DIRECTIONS »
In the entries below, count the lines that contain the word "gold" and give only that number.

INFORMATION GIVEN »
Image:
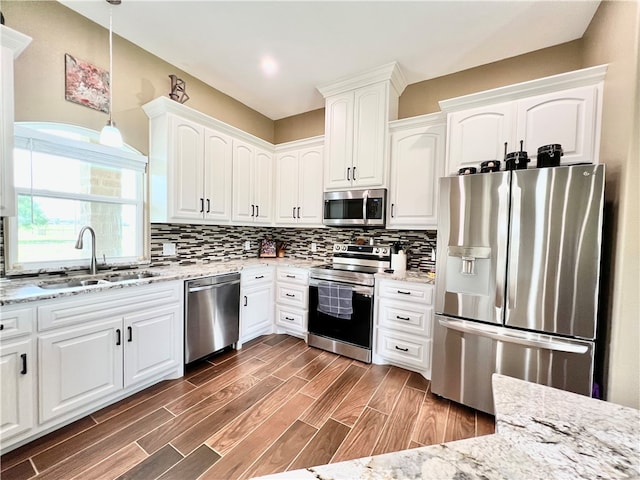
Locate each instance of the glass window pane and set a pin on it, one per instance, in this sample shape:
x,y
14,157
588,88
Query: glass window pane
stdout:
x,y
48,229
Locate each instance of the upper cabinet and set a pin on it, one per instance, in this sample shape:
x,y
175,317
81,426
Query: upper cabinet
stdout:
x,y
417,162
12,44
358,109
192,159
252,180
562,109
298,192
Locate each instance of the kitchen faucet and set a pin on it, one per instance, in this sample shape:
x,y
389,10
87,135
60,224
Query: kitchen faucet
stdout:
x,y
93,268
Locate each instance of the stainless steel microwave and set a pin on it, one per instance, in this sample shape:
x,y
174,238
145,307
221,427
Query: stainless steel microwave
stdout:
x,y
354,208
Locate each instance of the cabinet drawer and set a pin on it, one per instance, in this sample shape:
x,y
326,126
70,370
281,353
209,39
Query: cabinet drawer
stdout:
x,y
16,321
256,276
291,318
294,295
412,351
405,316
293,275
406,291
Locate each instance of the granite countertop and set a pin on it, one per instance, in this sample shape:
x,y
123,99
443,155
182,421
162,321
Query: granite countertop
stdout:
x,y
541,433
25,290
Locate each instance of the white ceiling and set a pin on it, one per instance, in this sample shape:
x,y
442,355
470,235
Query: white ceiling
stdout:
x,y
315,42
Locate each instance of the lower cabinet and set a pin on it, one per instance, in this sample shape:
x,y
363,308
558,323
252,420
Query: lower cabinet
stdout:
x,y
404,325
256,303
292,301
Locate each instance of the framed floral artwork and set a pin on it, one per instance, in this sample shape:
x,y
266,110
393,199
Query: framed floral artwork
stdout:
x,y
86,84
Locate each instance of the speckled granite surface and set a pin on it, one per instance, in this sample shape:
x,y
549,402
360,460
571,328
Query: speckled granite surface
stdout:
x,y
541,433
27,290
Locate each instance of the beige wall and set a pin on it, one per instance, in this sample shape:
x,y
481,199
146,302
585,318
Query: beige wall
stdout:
x,y
138,76
614,38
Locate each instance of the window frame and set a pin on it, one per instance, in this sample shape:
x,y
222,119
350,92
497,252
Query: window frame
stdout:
x,y
79,143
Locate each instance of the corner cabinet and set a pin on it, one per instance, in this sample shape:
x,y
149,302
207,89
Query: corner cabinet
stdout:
x,y
298,192
417,163
357,112
12,44
252,181
562,109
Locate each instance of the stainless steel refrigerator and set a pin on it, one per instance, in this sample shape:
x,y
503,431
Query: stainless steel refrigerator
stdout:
x,y
517,274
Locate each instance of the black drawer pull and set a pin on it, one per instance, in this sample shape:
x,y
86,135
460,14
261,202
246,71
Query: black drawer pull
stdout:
x,y
24,364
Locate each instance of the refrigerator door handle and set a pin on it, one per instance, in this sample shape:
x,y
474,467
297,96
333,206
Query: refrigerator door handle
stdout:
x,y
513,337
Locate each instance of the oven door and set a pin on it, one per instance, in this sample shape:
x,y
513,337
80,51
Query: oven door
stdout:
x,y
357,330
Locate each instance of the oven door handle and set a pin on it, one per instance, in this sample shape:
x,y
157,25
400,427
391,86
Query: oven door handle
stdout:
x,y
363,290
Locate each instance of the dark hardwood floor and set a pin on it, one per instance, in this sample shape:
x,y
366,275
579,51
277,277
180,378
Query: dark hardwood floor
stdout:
x,y
275,405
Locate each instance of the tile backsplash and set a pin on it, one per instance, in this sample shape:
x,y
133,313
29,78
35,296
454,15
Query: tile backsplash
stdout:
x,y
210,243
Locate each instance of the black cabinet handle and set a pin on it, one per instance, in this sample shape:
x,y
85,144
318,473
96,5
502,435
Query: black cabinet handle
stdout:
x,y
23,357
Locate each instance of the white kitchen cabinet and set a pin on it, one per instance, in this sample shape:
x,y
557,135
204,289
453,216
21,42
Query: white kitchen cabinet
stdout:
x,y
256,303
298,193
292,301
562,109
357,112
404,325
252,184
417,163
12,44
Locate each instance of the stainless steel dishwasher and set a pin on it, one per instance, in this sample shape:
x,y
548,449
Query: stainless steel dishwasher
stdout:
x,y
212,315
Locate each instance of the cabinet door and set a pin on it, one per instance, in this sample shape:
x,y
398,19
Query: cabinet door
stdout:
x,y
417,162
187,150
310,203
262,186
256,312
217,175
287,188
567,117
243,205
479,134
369,134
150,344
17,365
78,366
339,141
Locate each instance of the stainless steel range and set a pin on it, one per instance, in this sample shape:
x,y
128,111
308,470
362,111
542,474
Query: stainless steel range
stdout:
x,y
341,299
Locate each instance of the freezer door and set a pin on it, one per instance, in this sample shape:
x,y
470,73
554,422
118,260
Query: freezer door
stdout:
x,y
466,354
472,246
554,252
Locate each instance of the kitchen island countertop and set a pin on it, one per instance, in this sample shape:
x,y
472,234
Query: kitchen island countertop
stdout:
x,y
541,433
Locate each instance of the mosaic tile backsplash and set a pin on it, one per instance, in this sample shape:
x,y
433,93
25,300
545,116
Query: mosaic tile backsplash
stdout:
x,y
210,243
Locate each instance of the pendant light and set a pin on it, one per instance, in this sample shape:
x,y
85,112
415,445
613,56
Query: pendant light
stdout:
x,y
110,135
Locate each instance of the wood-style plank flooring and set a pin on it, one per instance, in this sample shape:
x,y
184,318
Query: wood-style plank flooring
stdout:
x,y
275,405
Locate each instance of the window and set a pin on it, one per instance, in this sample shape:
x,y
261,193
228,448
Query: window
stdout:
x,y
65,181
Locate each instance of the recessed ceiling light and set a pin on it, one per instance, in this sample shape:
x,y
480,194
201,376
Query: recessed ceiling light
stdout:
x,y
269,66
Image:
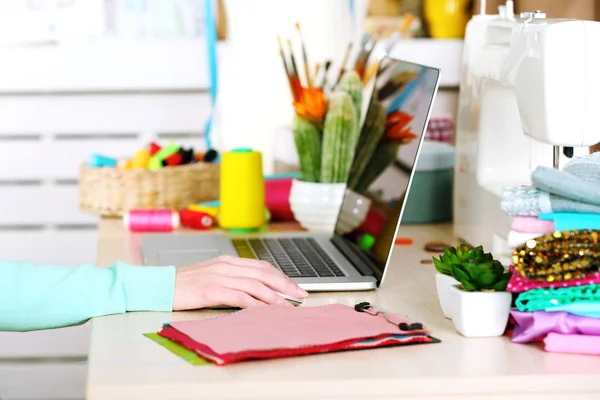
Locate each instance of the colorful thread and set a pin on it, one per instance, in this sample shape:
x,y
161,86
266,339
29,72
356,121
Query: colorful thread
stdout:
x,y
161,220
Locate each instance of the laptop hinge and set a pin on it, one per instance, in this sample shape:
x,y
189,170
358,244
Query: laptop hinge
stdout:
x,y
356,257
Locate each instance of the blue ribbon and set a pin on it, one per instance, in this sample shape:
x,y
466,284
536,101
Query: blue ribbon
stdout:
x,y
211,46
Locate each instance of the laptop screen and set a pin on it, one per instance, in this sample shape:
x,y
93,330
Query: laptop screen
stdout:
x,y
393,128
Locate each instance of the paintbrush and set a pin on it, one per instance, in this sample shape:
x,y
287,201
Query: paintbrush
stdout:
x,y
304,56
295,76
362,61
287,70
325,71
343,64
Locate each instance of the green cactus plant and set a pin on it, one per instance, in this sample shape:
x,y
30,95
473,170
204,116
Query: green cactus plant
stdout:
x,y
308,146
373,130
340,136
473,268
351,83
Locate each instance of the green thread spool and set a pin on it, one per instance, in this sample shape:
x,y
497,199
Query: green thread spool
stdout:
x,y
156,160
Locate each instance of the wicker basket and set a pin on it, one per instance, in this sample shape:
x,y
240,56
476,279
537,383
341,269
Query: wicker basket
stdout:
x,y
111,192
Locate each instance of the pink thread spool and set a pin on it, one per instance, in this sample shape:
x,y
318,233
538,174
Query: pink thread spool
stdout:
x,y
277,193
151,220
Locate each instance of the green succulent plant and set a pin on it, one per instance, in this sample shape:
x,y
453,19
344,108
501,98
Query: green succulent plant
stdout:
x,y
473,268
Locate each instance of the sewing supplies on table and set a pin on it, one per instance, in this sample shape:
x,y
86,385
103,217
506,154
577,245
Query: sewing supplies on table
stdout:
x,y
280,331
154,157
196,219
242,191
151,220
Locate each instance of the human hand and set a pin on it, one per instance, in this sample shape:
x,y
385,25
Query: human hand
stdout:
x,y
232,281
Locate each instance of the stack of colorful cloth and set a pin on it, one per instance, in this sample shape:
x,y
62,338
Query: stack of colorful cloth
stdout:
x,y
556,262
557,200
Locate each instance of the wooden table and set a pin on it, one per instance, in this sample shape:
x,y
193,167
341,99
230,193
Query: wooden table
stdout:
x,y
126,365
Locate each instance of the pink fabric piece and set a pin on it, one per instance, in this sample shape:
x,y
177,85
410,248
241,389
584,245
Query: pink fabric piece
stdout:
x,y
519,284
281,327
572,344
532,225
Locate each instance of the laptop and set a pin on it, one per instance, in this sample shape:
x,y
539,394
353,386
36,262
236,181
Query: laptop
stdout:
x,y
357,254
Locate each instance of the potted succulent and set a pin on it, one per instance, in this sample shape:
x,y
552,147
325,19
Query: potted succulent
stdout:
x,y
444,279
480,304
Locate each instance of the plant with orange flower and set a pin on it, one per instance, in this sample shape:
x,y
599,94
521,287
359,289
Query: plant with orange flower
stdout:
x,y
326,129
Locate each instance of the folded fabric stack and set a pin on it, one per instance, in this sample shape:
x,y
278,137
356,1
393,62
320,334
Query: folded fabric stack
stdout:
x,y
558,200
556,274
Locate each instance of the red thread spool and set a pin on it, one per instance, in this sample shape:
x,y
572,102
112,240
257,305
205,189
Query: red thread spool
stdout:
x,y
151,220
174,159
196,220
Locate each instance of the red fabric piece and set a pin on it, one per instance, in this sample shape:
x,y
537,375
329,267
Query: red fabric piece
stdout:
x,y
225,359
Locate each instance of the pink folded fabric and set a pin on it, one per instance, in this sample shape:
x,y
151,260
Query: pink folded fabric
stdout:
x,y
532,225
572,344
519,284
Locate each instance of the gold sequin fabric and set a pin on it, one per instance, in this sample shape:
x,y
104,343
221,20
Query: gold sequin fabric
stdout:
x,y
559,256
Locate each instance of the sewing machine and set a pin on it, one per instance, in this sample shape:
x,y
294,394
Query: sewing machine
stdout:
x,y
529,96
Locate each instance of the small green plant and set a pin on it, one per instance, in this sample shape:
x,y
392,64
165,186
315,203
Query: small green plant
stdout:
x,y
476,270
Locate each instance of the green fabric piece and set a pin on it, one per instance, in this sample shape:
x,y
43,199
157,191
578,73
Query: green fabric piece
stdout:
x,y
177,349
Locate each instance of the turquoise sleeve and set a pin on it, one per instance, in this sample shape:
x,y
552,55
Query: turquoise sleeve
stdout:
x,y
36,296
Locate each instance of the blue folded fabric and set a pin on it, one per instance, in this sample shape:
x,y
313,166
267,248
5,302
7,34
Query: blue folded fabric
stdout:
x,y
579,180
531,201
572,221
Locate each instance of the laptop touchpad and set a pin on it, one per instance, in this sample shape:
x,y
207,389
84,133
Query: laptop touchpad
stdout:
x,y
180,258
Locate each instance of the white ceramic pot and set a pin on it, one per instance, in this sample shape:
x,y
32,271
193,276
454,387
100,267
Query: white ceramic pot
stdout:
x,y
444,283
480,314
316,205
354,211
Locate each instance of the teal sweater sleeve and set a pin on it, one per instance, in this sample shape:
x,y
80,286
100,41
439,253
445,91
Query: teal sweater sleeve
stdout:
x,y
36,296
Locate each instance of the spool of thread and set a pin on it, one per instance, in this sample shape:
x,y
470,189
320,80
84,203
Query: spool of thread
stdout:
x,y
154,148
210,156
163,154
242,191
98,160
174,160
277,192
196,220
161,220
140,159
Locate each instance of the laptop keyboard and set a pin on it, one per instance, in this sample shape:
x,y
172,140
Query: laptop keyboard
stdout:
x,y
298,257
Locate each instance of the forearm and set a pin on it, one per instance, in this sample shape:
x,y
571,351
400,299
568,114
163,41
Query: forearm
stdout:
x,y
34,296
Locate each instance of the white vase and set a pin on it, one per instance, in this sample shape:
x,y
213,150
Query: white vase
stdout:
x,y
480,314
355,208
444,283
316,205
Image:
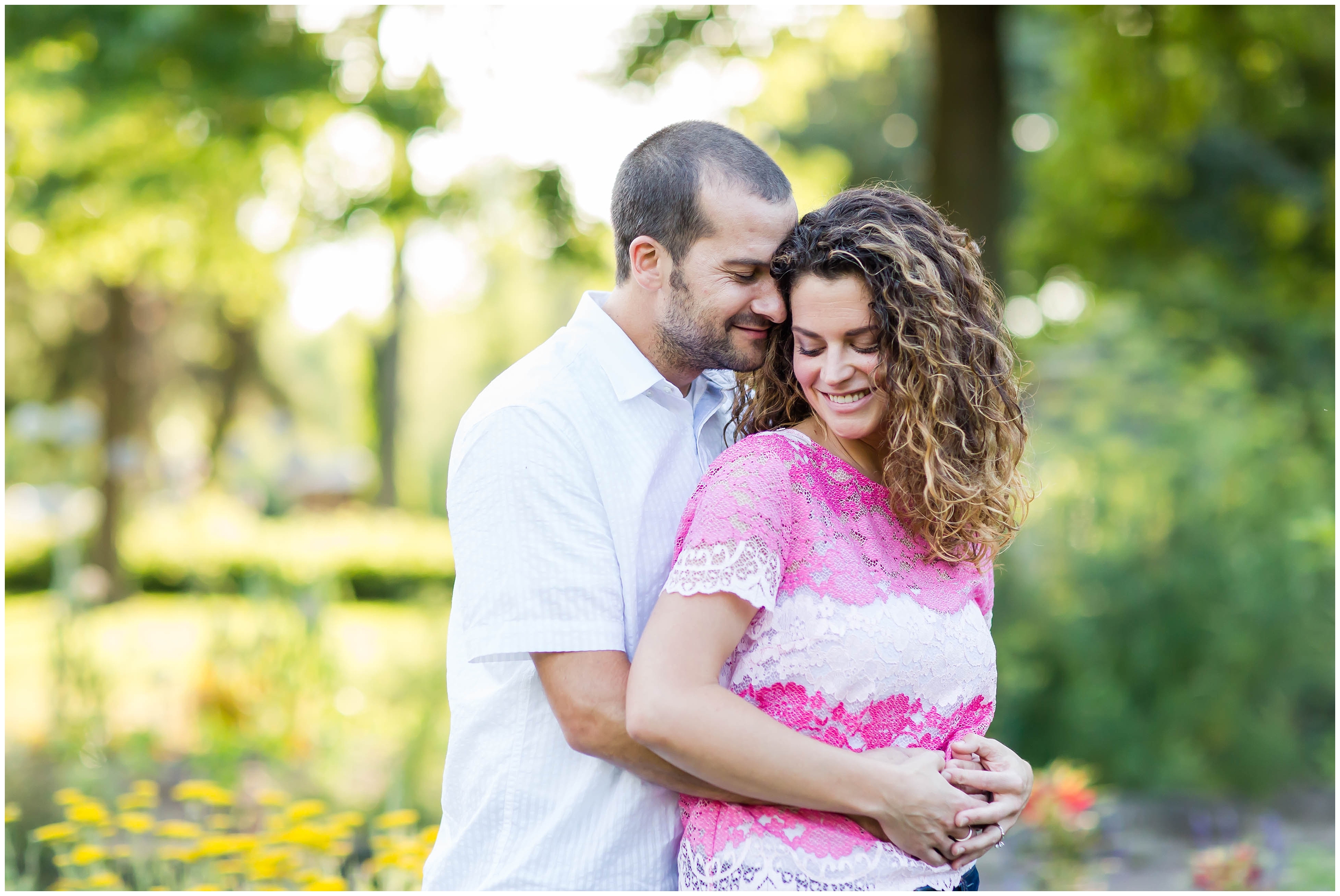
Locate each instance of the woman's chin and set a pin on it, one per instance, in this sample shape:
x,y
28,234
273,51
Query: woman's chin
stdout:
x,y
853,430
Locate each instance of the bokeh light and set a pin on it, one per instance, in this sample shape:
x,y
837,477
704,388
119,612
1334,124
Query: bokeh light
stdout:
x,y
1035,132
1023,317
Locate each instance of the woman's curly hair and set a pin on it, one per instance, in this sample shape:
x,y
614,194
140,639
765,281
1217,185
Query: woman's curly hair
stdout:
x,y
954,428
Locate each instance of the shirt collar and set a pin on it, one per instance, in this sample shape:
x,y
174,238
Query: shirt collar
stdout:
x,y
629,370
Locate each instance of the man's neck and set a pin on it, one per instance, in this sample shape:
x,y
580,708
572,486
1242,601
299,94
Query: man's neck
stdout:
x,y
634,310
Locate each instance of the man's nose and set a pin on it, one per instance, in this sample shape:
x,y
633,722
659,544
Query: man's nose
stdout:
x,y
768,302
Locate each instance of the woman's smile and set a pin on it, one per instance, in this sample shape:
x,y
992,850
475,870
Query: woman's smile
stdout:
x,y
846,402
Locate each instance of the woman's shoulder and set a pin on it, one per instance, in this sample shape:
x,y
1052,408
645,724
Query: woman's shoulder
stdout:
x,y
761,452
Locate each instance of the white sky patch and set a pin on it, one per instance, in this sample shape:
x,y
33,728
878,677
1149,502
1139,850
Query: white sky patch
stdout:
x,y
443,269
327,281
526,85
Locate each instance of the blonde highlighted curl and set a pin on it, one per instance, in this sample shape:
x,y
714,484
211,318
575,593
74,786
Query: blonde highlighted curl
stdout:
x,y
954,428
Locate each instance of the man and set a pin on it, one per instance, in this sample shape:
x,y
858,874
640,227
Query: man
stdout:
x,y
567,480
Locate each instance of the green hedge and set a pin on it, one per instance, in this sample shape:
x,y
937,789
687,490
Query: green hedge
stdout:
x,y
219,541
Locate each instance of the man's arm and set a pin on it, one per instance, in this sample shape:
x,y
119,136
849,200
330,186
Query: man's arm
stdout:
x,y
587,691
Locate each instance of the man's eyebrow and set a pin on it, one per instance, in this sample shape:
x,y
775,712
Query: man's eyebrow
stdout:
x,y
859,331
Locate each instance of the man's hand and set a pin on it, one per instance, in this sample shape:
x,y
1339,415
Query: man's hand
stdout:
x,y
1007,777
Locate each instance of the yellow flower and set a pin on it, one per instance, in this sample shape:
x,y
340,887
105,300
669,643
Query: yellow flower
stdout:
x,y
136,823
305,809
192,789
90,812
179,830
272,799
129,801
327,883
105,880
399,819
88,855
67,796
59,831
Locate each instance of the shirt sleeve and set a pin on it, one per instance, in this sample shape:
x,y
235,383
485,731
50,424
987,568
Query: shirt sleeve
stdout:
x,y
735,534
535,562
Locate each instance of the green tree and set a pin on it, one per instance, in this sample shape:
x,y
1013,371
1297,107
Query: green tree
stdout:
x,y
1169,613
134,132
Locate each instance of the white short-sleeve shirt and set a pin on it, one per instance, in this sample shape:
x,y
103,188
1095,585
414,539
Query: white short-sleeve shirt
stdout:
x,y
567,480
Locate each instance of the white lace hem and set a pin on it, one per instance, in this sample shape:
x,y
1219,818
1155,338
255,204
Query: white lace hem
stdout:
x,y
744,568
760,866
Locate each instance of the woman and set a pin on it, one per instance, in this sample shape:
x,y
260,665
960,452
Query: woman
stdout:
x,y
834,574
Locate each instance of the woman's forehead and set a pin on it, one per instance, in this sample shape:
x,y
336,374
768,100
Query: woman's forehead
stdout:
x,y
843,300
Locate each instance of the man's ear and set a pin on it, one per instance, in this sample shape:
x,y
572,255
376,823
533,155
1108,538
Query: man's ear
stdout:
x,y
649,263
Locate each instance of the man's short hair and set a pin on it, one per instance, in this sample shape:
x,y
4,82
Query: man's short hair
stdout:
x,y
656,193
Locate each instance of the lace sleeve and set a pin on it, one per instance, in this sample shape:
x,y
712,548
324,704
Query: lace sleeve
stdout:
x,y
735,532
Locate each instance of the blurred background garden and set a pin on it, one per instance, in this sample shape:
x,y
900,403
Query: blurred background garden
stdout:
x,y
260,260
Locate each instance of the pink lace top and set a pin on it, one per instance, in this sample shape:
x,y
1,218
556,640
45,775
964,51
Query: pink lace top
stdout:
x,y
858,643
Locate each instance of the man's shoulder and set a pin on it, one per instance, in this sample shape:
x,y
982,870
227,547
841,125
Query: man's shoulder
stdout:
x,y
550,387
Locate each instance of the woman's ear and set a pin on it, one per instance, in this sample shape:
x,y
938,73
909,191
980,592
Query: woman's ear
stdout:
x,y
650,263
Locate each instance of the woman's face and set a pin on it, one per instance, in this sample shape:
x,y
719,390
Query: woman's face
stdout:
x,y
837,353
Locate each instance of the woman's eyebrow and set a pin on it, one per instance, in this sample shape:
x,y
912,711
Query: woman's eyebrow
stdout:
x,y
859,331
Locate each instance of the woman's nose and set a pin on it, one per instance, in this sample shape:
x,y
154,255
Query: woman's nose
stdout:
x,y
837,368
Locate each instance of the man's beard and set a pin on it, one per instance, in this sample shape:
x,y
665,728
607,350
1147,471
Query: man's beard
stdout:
x,y
689,338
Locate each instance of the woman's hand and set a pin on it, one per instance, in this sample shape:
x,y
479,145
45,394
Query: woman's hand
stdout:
x,y
1007,777
958,761
917,806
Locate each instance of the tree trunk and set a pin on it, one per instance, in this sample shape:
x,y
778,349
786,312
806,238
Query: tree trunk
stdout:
x,y
969,152
118,420
387,390
243,350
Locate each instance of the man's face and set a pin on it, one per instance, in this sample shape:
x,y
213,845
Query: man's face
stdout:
x,y
722,300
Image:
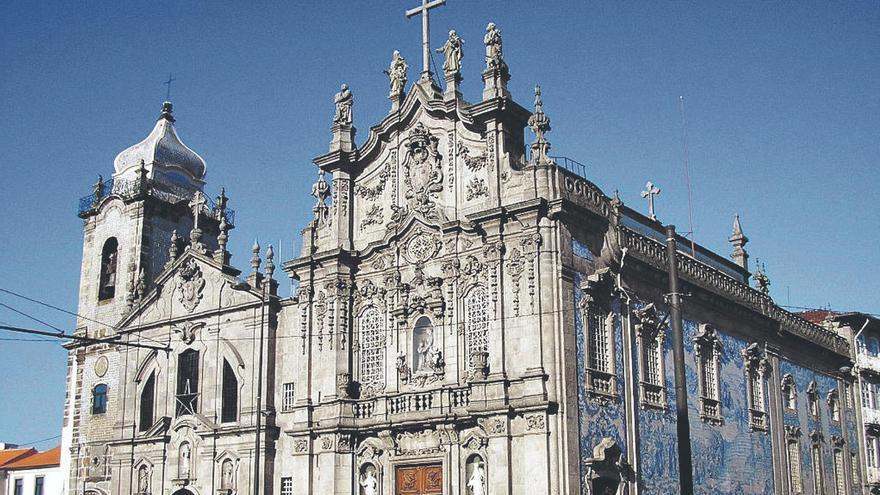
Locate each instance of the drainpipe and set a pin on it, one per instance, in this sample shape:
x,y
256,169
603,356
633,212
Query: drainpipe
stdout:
x,y
682,421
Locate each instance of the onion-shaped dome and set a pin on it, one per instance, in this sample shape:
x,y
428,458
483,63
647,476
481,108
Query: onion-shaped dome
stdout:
x,y
164,155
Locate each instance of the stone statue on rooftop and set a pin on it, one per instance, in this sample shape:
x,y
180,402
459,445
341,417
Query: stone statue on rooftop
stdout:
x,y
452,52
492,40
369,483
477,481
344,101
397,74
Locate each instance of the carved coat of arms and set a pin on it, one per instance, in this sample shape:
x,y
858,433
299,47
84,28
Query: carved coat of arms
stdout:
x,y
190,284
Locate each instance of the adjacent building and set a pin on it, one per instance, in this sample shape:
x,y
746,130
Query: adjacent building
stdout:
x,y
26,471
471,316
863,332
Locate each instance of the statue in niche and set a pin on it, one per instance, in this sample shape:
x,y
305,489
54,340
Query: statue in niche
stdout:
x,y
428,362
183,466
397,74
227,478
477,482
344,102
452,52
494,55
143,480
369,483
423,171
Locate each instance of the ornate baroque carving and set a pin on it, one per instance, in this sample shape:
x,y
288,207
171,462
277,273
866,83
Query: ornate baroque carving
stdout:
x,y
190,284
476,188
423,171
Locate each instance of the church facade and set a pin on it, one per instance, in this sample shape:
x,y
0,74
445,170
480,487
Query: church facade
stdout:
x,y
471,316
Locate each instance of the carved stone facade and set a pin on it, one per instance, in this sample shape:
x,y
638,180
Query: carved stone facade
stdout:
x,y
464,317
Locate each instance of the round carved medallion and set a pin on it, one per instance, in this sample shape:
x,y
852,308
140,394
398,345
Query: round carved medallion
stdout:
x,y
421,248
101,366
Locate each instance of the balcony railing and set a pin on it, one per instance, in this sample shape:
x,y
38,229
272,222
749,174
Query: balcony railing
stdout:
x,y
440,401
128,189
871,416
572,166
868,361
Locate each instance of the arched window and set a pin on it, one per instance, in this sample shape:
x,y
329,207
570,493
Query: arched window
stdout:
x,y
143,480
148,394
227,475
107,283
756,367
184,461
187,382
834,404
792,447
423,346
707,348
372,348
651,337
813,399
789,392
229,409
99,399
598,327
476,307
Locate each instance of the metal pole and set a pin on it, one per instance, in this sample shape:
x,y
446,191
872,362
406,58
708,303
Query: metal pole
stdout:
x,y
87,340
685,465
257,478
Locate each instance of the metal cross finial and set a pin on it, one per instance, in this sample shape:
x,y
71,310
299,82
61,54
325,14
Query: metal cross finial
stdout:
x,y
649,192
426,37
168,83
197,203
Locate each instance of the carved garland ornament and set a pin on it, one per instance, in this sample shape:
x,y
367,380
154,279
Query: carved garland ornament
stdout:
x,y
190,284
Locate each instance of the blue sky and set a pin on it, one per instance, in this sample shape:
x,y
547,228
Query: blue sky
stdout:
x,y
782,107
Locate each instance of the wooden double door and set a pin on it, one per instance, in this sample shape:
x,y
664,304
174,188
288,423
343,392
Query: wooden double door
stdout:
x,y
419,480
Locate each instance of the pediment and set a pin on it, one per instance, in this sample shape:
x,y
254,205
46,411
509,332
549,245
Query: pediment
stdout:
x,y
192,285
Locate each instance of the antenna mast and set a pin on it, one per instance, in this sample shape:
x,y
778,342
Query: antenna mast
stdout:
x,y
687,177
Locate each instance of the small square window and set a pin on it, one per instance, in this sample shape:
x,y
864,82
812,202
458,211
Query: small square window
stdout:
x,y
286,486
288,397
99,399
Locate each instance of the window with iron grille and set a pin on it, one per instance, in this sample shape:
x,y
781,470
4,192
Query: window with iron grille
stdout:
x,y
287,399
794,467
834,405
477,321
708,352
286,486
813,399
652,376
99,399
229,407
600,351
187,382
148,397
372,347
854,461
789,392
756,367
816,458
839,475
871,445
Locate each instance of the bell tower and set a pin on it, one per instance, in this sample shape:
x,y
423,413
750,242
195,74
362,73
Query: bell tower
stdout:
x,y
134,220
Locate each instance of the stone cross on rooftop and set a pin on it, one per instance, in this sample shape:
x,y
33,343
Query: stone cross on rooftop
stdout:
x,y
426,36
168,83
649,192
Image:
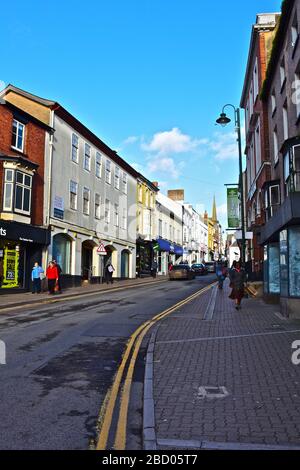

RESULT OF THIS TASK »
2